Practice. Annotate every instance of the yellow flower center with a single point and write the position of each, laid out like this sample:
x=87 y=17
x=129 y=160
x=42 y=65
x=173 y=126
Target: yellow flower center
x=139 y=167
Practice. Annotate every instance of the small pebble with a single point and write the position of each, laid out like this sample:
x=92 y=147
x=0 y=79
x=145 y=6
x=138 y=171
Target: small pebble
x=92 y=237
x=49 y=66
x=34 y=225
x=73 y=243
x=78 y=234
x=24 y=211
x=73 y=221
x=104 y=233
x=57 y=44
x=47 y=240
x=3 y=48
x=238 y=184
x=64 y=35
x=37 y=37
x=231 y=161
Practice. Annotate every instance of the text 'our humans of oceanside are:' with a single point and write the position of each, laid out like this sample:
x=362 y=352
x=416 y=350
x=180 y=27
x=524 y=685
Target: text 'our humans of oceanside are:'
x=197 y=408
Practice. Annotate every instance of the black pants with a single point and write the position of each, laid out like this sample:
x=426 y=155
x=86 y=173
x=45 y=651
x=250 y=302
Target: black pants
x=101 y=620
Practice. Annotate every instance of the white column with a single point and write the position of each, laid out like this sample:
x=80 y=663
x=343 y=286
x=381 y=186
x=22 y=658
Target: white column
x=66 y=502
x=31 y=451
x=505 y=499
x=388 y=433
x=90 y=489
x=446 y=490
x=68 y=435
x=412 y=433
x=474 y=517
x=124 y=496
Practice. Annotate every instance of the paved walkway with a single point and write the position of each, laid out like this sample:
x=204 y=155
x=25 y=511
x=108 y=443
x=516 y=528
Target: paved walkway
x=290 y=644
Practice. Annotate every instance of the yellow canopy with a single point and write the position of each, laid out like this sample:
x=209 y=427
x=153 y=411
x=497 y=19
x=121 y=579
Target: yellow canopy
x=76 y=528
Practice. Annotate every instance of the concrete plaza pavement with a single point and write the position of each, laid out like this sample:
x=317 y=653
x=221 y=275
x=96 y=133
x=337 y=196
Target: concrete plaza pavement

▸ **DIRECTIONS FOR THIS TASK**: Exactly as written, repeat the lines from the start of the listing through the line containing "x=250 y=302", both included.

▸ **WORKED SOLUTION**:
Practice. Annotate every instance of the yellow flower center with a single point and write the position of each, laid out like this sample:
x=87 y=17
x=129 y=160
x=42 y=65
x=173 y=126
Target: yellow flower center
x=139 y=167
Practice. Annotate every instance of the small pebble with a single point and write the position of each, laid out like this sample:
x=92 y=147
x=0 y=79
x=145 y=6
x=138 y=171
Target: small pebble
x=92 y=237
x=49 y=66
x=34 y=225
x=73 y=243
x=78 y=234
x=24 y=211
x=73 y=221
x=104 y=233
x=57 y=44
x=47 y=240
x=3 y=48
x=238 y=184
x=64 y=35
x=37 y=37
x=231 y=161
Practice. Annotate every instance of the text 'our humans of oceanside are:' with a single point and write the position of each, laid out like this sample:
x=362 y=352
x=416 y=350
x=180 y=27
x=524 y=685
Target: text 'our humans of oceanside are:'
x=197 y=408
Practice. Annotate every instance of the black pants with a single point and write the position of each, laid out like this sample:
x=426 y=155
x=86 y=173
x=45 y=651
x=250 y=302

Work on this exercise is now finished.